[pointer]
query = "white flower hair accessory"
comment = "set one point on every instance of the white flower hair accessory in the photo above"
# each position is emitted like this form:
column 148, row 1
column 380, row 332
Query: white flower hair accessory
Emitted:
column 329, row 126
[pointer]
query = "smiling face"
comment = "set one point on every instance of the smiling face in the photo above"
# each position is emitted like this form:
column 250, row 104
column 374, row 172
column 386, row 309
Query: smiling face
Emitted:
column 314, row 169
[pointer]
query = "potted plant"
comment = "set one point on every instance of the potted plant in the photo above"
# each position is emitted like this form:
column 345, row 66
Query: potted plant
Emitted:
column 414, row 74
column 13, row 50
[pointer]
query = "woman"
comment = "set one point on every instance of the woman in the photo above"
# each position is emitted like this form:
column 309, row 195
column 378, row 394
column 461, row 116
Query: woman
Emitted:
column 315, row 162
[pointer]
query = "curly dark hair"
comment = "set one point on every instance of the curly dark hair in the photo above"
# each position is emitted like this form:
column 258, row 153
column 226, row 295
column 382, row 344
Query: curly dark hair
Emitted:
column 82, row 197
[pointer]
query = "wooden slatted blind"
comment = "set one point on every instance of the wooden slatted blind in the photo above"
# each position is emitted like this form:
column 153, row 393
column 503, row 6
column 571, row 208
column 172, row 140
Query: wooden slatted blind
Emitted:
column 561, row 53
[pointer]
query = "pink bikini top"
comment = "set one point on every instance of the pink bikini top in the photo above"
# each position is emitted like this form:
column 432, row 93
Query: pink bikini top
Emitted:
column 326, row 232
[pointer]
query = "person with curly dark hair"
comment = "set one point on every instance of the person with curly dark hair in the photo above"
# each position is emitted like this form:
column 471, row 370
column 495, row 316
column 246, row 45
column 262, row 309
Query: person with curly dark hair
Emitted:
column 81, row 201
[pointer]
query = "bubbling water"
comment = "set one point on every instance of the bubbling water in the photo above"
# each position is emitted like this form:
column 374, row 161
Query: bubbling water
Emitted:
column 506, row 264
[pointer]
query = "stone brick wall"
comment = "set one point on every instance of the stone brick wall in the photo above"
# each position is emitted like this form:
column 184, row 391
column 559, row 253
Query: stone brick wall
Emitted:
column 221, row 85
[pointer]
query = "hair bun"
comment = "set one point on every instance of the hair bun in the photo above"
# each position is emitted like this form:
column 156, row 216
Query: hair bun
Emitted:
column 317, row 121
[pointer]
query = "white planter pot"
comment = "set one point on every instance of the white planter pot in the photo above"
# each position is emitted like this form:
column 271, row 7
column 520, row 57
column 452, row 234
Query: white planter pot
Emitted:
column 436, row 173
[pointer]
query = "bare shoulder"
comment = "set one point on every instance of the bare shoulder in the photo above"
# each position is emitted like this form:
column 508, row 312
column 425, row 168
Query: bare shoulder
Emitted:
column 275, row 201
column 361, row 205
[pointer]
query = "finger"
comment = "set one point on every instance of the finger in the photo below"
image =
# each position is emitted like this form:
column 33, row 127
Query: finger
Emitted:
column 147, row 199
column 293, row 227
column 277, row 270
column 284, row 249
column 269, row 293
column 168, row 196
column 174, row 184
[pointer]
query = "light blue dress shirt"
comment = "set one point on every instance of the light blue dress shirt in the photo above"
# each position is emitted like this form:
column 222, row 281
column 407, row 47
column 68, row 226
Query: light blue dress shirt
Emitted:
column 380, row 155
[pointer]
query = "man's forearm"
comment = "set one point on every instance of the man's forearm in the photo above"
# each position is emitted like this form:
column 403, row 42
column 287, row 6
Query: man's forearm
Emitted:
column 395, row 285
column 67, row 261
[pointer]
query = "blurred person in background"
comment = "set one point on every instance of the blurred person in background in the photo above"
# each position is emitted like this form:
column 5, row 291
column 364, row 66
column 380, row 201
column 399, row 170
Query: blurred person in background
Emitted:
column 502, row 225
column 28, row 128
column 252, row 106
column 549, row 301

☆ ☆ ☆ ☆

Work instructions
Reproduce the entries exactly, starting at their first line and stopping after the line with "Query: curly dark hair".

The answer
[pointer]
query = "white flower hair accessory"
comment = "set one point on every instance of the white flower hair accessory in the photo above"
# each position is emitted like this form:
column 148, row 1
column 380, row 332
Query: white flower hair accessory
Emitted:
column 329, row 126
[pointer]
query = "smiling face"
comment = "set one point on every instance of the smiling face in the photo above"
# each position is emitted like this form:
column 250, row 104
column 374, row 172
column 386, row 309
Query: smiling face
Emitted:
column 314, row 169
[pointer]
query = "potted plant"
comment = "set one point on every instance of the potted plant in the photo above"
# each position is emitted like this form:
column 345, row 66
Query: potted plant
Emitted:
column 414, row 74
column 13, row 50
[pointer]
query = "woman"
comment = "set one point on every instance of the woman in the photo above"
# each position is emitted like this form:
column 309, row 195
column 378, row 394
column 461, row 116
Query: woman
Emitted:
column 315, row 162
[pointer]
query = "curly dark hair"
comment = "set one point on every instance of the curly dark hair in the photo above"
# each position is emitted like this form:
column 258, row 153
column 226, row 295
column 382, row 344
Query: curly dark hair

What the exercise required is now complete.